Este nuevo capítulo en la saga se titula “La rueda de la maravilla” y hace referencia a la Wonder Wheel, imponente vuelta al mundo del parque de diversiones de Coney Island, escenario de la acción: nuevamente Woody regresa a las décadas que recuerda como un mundo más sencillo y acogedor: en este caso, a los ‘50, cuando ese balneario estaba en pleno esplendor. Y le cede el relato, con ruptura de la cuarta pared (mirada a cámara desde el primer plano abierto de la playa y Justin Timberlake en el centro) a Mickey, guardavidas estacional, ex marino durante la guerra y estudiante de dramaturgia.

Con ese formateo del drama clásico, Mickey nos introduce en la historia de Ginny, una camarera a punto de cumplir los 40, con un hijo y un marido bueno cuando no toma, que maneja una calesita. Pero a su vez no entramos por ahí: arranca con la toma de Carolina (la hija de Humpty, el marido de Ginny) bajo la omnipresente rueda: el cartel en la rueda es el cierre de créditos de la cinta. Porque como en el teatro americano (Eugene O’Neill es leído en algún momento), es la ruptura de la normalidad lo que desencadena la acción dramática. Carolina busca a su padre porque huyó de su marido mafioso, al que ha denunciado. Humpty sigue resentido porque ella se haya ido con el malandra, incumpliendo una promesa a su esposa moribunda, y Ginny ha sido un soporte para él en estos años de pérdida de familia.

——

◆ Instrucciones de trabajo ◆
a - Según el texto sobre «La rueda de la maravilla», ¿qué trabajo estacional tiene Mickey?
b - Resume en dos oraciones el texto sobre «La rueda de la maravilla».
c - Retoma el texto sobre «La rueda de la maravilla» a partir de su última oración y continúalo.

Datos registrados
——

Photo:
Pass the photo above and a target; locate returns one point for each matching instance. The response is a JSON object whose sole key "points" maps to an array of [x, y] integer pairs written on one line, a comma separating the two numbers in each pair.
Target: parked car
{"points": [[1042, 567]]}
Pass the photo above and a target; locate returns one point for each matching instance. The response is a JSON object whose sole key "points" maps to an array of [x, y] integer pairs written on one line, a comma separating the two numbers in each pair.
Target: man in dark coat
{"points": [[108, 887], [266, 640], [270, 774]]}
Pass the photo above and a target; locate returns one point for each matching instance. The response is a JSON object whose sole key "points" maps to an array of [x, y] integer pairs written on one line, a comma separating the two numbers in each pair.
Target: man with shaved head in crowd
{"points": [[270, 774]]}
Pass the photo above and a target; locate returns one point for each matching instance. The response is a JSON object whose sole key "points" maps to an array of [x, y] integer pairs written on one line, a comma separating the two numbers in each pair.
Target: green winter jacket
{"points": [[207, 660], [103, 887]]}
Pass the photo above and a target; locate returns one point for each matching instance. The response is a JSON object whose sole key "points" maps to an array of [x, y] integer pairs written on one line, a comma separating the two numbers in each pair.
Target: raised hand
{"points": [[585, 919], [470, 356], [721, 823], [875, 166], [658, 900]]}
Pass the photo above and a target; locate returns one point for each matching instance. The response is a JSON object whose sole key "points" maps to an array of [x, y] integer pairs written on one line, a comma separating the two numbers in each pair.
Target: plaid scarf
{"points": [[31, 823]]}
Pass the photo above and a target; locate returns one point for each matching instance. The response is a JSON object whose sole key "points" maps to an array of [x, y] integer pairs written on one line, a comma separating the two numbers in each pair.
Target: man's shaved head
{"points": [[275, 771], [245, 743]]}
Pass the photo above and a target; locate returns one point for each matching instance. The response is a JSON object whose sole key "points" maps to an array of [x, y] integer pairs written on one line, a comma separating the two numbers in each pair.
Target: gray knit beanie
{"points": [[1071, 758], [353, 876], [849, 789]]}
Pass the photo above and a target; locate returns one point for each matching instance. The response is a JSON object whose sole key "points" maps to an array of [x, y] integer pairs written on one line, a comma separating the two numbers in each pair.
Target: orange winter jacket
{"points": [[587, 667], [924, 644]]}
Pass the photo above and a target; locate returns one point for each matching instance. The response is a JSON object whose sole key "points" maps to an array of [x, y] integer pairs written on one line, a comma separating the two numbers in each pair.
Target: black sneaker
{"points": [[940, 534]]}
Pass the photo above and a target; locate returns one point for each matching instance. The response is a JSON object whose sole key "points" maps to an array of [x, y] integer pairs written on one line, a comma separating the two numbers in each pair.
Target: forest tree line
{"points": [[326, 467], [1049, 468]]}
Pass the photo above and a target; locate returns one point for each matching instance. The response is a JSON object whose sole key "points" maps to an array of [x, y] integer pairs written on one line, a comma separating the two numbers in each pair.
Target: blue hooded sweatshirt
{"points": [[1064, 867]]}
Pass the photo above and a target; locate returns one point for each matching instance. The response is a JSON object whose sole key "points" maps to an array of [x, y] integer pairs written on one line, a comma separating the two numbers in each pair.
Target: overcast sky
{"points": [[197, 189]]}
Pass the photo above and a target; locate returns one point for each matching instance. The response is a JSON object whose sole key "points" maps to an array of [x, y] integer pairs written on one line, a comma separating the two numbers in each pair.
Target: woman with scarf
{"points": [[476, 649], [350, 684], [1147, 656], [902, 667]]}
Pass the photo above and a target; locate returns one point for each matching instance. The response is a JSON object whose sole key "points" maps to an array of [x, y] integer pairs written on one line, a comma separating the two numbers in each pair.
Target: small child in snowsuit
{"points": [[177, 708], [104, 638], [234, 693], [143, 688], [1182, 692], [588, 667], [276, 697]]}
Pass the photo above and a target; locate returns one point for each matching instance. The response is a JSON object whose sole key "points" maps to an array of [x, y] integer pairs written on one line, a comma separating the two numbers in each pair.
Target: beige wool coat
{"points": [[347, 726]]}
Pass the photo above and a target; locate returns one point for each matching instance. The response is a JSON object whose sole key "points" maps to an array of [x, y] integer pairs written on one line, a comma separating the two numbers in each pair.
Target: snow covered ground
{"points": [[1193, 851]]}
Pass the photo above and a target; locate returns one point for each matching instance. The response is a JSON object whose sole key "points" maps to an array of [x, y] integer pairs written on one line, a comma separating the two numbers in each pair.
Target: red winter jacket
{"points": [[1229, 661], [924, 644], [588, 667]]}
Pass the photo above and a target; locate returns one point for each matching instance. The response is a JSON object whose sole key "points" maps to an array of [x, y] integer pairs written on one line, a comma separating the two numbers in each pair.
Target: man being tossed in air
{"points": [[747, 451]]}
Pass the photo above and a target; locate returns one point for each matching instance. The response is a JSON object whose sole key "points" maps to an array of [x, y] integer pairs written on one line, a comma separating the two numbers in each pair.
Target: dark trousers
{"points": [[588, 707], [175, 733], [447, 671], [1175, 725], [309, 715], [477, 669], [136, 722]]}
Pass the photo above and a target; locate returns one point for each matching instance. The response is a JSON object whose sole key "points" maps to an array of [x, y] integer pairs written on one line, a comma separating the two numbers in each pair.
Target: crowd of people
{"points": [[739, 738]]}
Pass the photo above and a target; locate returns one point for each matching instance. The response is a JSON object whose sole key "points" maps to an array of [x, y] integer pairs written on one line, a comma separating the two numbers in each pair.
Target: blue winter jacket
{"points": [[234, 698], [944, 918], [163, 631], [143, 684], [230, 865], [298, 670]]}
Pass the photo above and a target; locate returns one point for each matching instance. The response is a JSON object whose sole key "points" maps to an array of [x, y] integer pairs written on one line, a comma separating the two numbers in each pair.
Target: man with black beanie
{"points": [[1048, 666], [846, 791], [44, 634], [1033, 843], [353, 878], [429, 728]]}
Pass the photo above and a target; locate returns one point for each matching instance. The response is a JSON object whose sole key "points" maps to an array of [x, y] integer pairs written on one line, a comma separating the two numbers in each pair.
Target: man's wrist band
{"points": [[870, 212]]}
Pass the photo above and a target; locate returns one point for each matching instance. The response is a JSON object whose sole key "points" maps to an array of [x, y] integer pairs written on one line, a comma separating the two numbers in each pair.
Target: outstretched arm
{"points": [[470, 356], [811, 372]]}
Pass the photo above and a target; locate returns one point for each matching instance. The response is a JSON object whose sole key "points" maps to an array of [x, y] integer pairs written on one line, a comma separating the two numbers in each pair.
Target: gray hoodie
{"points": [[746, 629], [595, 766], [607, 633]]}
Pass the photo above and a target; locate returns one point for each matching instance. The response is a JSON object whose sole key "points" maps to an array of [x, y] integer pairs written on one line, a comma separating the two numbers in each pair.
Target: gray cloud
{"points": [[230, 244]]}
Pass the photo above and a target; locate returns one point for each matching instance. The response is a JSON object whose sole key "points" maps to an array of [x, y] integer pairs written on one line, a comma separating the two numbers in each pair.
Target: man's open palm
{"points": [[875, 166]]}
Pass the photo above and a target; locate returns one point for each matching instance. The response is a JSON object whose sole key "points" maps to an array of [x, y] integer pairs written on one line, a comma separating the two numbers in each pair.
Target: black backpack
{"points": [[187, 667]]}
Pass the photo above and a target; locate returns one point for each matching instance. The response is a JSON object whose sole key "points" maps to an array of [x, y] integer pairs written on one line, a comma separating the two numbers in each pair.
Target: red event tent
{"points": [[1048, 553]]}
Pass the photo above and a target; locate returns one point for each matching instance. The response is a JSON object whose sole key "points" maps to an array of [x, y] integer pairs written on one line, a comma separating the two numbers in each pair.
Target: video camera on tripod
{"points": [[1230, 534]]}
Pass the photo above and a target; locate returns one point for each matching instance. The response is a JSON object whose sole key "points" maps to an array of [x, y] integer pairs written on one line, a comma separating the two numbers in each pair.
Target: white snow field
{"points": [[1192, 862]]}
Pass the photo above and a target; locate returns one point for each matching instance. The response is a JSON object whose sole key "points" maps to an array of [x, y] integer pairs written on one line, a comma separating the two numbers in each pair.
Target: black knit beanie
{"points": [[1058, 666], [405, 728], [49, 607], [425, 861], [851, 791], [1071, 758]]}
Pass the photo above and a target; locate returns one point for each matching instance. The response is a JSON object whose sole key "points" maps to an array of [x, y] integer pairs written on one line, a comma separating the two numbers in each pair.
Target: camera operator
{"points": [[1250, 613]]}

——

◆ Respuestas por tarea ◆
a - Es guardavidas estacional.

b - «La rueda de la maravilla» transcurre en el parque de diversiones de Coney Island en los años cincuenta, y su relato lo conduce Mickey, un guardavidas que mira a cámara. La acción se desencadena cuando Carolina, que huyó de su marido mafioso, busca a su padre Humpty, casado con Ginny, una camarera a punto de cumplir los 40.

c -
Pero Ginny es el centro del relato. Dijo Penélope Cruz, en “Woody Allen: el documental”, que el cineasta “ha escrito algunos de los mejores personajes femeninos, conoce a las mujeres neuróticas”. “Descubrí que la mirada femenina era más interesante; se lo debo a Diane Keaton”, acotó Allen en la misma cinta. Y Ginny es todo un caso. Está harta de su vida: recuerda su pasado de aspirante a actriz y cómo lo arruinó, y no se resigna a lo que tiene. Sabe que su relación marital es de mutua gratitud en el sostén, pero que el amor es otra cosa. Por eso se traba en un romance de verano con el bañero Mickey, que para ella se va poniendo más intenso que para él, que al mismo tiempo posa la mirada en la juvenil Carolina.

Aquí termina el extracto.